§ Task to complete: The answer must consist of every record below, reproduced exactly.

§ Material shown:
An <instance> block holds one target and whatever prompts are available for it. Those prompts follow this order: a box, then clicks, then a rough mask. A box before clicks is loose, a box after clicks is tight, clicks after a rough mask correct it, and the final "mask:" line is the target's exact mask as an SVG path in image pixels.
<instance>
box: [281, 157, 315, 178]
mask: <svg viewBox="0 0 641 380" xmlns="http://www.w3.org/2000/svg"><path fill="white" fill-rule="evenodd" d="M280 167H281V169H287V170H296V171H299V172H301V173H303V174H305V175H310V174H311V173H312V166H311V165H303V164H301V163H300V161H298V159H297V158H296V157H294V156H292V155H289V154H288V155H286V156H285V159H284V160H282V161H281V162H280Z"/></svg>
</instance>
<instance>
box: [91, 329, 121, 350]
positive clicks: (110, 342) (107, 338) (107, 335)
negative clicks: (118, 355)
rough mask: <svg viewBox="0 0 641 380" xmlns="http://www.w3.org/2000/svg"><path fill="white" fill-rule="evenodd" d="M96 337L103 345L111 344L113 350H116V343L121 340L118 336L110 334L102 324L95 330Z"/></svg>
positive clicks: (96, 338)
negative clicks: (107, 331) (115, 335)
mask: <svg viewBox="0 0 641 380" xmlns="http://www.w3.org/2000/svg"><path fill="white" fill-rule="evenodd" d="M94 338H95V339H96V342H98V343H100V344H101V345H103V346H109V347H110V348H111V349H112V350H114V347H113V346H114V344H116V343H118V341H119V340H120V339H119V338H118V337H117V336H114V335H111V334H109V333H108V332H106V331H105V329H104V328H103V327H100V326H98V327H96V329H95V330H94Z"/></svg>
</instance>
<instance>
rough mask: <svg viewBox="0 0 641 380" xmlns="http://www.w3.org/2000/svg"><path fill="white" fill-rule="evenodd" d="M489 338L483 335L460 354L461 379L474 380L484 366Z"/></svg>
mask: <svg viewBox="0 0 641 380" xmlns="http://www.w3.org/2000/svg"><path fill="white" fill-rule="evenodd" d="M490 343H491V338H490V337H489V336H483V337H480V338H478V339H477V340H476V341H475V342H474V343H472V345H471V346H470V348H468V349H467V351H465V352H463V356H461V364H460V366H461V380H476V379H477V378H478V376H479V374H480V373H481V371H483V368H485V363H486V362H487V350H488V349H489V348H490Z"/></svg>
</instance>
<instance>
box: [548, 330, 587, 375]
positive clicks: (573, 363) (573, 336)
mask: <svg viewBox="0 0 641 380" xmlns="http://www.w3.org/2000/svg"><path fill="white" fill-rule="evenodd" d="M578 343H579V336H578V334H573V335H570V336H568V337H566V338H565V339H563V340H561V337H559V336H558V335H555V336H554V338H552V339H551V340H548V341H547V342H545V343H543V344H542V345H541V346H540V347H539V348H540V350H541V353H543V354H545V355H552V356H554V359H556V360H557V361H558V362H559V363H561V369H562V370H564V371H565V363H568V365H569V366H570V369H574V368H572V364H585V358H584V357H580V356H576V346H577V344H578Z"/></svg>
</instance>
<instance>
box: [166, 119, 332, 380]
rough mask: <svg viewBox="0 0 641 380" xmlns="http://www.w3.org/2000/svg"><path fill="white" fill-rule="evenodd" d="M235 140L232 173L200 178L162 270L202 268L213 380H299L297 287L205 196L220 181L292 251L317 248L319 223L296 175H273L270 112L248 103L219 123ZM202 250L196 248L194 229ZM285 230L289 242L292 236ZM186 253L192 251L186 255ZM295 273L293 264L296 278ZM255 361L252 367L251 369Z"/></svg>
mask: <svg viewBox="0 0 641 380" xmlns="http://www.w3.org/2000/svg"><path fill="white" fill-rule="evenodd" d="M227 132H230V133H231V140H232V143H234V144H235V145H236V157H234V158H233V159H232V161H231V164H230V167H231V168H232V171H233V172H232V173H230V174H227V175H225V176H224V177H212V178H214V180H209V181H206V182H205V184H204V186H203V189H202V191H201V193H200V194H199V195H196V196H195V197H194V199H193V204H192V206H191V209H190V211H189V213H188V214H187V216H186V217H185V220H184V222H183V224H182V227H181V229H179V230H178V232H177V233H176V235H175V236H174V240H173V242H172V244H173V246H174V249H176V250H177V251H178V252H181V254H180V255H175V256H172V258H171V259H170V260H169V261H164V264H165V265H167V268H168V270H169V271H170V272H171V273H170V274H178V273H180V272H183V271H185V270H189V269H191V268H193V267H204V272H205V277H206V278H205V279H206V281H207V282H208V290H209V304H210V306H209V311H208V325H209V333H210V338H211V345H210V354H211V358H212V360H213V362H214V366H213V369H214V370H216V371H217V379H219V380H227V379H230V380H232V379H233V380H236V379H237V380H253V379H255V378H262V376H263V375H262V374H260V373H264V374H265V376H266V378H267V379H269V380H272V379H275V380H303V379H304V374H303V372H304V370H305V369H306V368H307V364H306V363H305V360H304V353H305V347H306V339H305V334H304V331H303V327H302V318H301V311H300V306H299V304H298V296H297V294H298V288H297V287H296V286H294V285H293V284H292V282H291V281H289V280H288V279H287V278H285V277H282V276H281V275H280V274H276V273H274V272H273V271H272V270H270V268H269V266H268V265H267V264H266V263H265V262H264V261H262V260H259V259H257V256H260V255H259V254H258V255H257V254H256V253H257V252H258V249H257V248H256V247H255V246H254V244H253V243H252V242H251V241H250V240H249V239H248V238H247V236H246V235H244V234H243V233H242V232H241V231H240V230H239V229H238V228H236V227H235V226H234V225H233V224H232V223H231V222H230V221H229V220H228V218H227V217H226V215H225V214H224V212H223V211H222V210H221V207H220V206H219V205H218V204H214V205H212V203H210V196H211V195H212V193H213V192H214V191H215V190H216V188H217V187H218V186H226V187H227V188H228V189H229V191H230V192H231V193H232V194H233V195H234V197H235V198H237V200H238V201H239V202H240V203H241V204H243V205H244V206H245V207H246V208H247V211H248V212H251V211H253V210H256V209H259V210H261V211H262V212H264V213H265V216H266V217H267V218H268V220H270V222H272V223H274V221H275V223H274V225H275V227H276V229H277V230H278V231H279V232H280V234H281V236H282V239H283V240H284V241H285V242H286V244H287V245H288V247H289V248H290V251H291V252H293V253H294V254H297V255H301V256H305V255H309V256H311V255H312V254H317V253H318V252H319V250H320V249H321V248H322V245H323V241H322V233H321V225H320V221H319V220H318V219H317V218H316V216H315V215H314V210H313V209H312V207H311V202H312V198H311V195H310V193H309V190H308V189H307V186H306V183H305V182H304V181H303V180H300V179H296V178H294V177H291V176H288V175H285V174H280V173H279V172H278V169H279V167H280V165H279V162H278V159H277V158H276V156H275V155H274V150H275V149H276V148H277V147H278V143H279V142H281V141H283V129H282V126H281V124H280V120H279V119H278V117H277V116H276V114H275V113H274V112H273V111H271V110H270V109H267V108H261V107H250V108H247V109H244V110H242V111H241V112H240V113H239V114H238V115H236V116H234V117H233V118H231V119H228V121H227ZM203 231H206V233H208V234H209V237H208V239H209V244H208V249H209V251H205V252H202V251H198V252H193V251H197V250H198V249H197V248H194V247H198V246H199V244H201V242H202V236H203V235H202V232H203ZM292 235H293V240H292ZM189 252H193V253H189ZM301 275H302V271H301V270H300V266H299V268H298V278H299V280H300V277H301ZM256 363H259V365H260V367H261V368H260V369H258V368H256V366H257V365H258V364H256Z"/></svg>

§ Answer section:
An <instance> block holds one target and whatever prompts are available for it. Those prompts follow this order: a box, then clicks, then a rough mask. A box before clicks is loose, a box after clicks is tight, clicks after a rough mask correct it, and the final "mask:" line is the target's exact mask as an SVG path in image pixels.
<instance>
box: [281, 157, 315, 178]
mask: <svg viewBox="0 0 641 380" xmlns="http://www.w3.org/2000/svg"><path fill="white" fill-rule="evenodd" d="M280 167H281V169H287V170H296V171H299V172H301V173H303V174H305V175H310V174H311V173H312V166H311V165H303V164H301V163H300V161H298V159H297V158H296V157H294V156H292V155H289V154H288V155H286V156H285V159H284V160H282V161H281V162H280Z"/></svg>
</instance>
<instance>
box: [91, 329, 121, 350]
positive clicks: (110, 342) (107, 338) (107, 335)
negative clicks: (118, 355)
rough mask: <svg viewBox="0 0 641 380" xmlns="http://www.w3.org/2000/svg"><path fill="white" fill-rule="evenodd" d="M96 337L103 345L111 344L113 350H116V343L121 340L118 336L110 334L102 324L95 330Z"/></svg>
positive clicks: (96, 338)
negative clicks: (107, 331) (115, 335)
mask: <svg viewBox="0 0 641 380" xmlns="http://www.w3.org/2000/svg"><path fill="white" fill-rule="evenodd" d="M94 338H95V339H96V342H98V343H100V344H101V345H103V346H109V347H110V348H111V349H112V350H114V347H113V346H114V344H116V343H118V341H119V340H120V339H119V338H118V337H117V336H114V335H111V334H109V333H108V332H106V331H105V329H104V328H103V327H100V326H98V327H96V329H95V330H94Z"/></svg>
</instance>
<instance>
rough mask: <svg viewBox="0 0 641 380" xmlns="http://www.w3.org/2000/svg"><path fill="white" fill-rule="evenodd" d="M489 338L483 335L460 354L461 379L474 380L484 366Z"/></svg>
mask: <svg viewBox="0 0 641 380" xmlns="http://www.w3.org/2000/svg"><path fill="white" fill-rule="evenodd" d="M490 343H491V338H490V337H489V336H483V337H480V338H478V339H477V340H476V341H475V342H474V343H472V345H471V346H470V348H468V349H467V351H465V352H463V356H461V364H460V366H461V380H476V379H477V378H478V376H479V374H480V373H481V371H483V368H485V363H486V362H487V350H488V349H489V348H490Z"/></svg>
</instance>
<instance>
box: [548, 330, 587, 375]
positive clicks: (573, 363) (573, 336)
mask: <svg viewBox="0 0 641 380" xmlns="http://www.w3.org/2000/svg"><path fill="white" fill-rule="evenodd" d="M578 343H579V336H578V334H573V335H570V336H568V337H566V338H565V339H563V340H561V337H559V336H558V335H555V336H554V338H552V339H551V340H548V341H547V342H545V343H543V344H542V345H541V346H540V347H539V348H540V350H541V353H543V354H545V355H552V356H554V359H556V360H557V361H558V362H559V363H561V369H562V370H564V371H565V363H568V365H569V366H570V369H574V368H572V364H585V358H584V357H580V356H576V346H577V344H578Z"/></svg>
</instance>
<instance>
box: [166, 119, 332, 380]
rough mask: <svg viewBox="0 0 641 380" xmlns="http://www.w3.org/2000/svg"><path fill="white" fill-rule="evenodd" d="M235 140L232 173L200 178L162 270L202 268L213 380H299L297 287L205 196L220 181L292 251L317 248L319 223L296 175H273L270 112L248 103L219 123ZM202 250L196 248L194 229ZM285 230L289 242L292 236ZM186 253L192 251L186 255ZM295 273L293 264L296 278ZM255 361L252 367L251 369Z"/></svg>
mask: <svg viewBox="0 0 641 380" xmlns="http://www.w3.org/2000/svg"><path fill="white" fill-rule="evenodd" d="M227 132H230V133H231V140H232V143H234V144H235V145H236V157H234V158H233V159H232V161H231V164H230V167H231V168H232V171H233V172H232V173H230V174H227V175H225V176H224V177H212V178H214V180H209V181H206V182H205V184H204V186H203V189H202V191H201V193H200V194H199V195H196V196H195V197H194V199H193V204H192V206H191V209H190V211H189V213H188V214H187V216H186V217H185V220H184V222H183V224H182V227H181V229H179V230H178V232H177V233H176V235H175V236H174V240H173V242H172V244H173V246H174V249H176V250H177V251H178V252H181V254H180V255H175V256H172V258H171V259H170V260H169V261H164V264H165V265H167V268H168V270H169V271H170V272H171V273H170V274H178V273H180V272H183V271H185V270H189V269H191V268H193V267H204V272H205V277H206V278H205V279H206V281H207V282H208V290H209V304H210V306H209V311H208V325H209V333H210V338H211V345H210V354H211V358H212V360H213V362H214V366H213V369H214V370H216V371H217V379H219V380H227V379H230V380H232V379H233V380H236V379H237V380H253V379H255V378H262V376H263V375H262V374H260V373H264V374H265V376H266V378H267V379H269V380H272V379H275V380H303V379H304V374H303V372H304V370H305V369H306V368H307V364H306V363H305V360H304V353H305V347H306V339H305V334H304V331H303V327H302V318H301V311H300V306H299V304H298V296H297V294H298V288H297V287H296V286H294V285H293V284H292V282H291V281H289V280H288V279H287V278H285V277H282V276H281V275H280V274H276V273H274V272H273V271H272V270H270V268H269V266H268V265H267V264H266V263H265V262H264V261H262V260H259V259H257V256H260V255H259V254H258V255H257V254H256V253H257V252H258V249H257V248H256V247H255V246H254V244H253V243H252V242H251V241H250V240H249V239H248V238H247V236H246V235H244V234H243V233H242V232H241V231H240V230H239V229H238V228H236V227H235V226H234V225H233V224H232V223H231V222H230V221H229V220H228V218H227V217H226V215H225V214H224V212H223V211H222V210H221V207H220V206H219V205H218V204H214V205H212V203H210V196H211V195H212V193H213V192H214V191H215V190H216V188H217V187H218V186H226V187H227V188H228V189H229V191H230V192H231V193H232V194H233V195H234V197H235V198H237V200H238V201H239V202H240V203H241V204H243V205H244V206H245V207H246V208H247V211H248V212H251V211H253V210H256V209H259V210H261V211H262V212H264V213H265V216H266V217H267V218H268V220H270V222H272V223H274V221H275V223H274V225H275V227H276V229H277V230H278V231H279V232H280V234H281V236H282V239H283V240H284V241H285V242H286V244H287V245H288V247H289V248H290V251H291V252H293V253H294V254H297V255H301V256H305V255H309V256H311V255H312V254H317V253H318V252H319V250H320V249H321V248H322V245H323V241H322V233H321V225H320V221H319V220H318V219H317V218H316V216H315V215H314V210H313V209H312V207H311V202H312V198H311V195H310V193H309V190H308V189H307V186H306V183H305V182H304V181H303V180H300V179H296V178H294V177H291V176H288V175H285V174H280V173H279V172H278V169H279V167H280V165H279V162H278V159H277V158H276V156H275V155H274V150H275V149H276V148H277V147H278V143H279V142H281V141H283V129H282V126H281V124H280V120H279V119H278V117H277V116H276V114H275V113H274V112H273V111H271V110H270V109H267V108H261V107H250V108H247V109H244V110H242V111H241V112H240V113H239V114H238V115H236V116H234V117H233V118H231V119H228V121H227ZM203 231H206V233H208V234H209V237H208V239H209V244H208V249H209V251H205V252H202V251H198V252H193V251H197V250H198V249H197V248H194V247H198V246H199V244H201V242H202V236H203V235H202V232H203ZM292 235H293V240H292ZM189 252H193V253H189ZM301 275H302V271H301V270H300V266H299V268H298V278H299V280H300V277H301ZM256 363H259V365H260V367H261V368H260V369H258V368H256V366H257V365H258V364H256Z"/></svg>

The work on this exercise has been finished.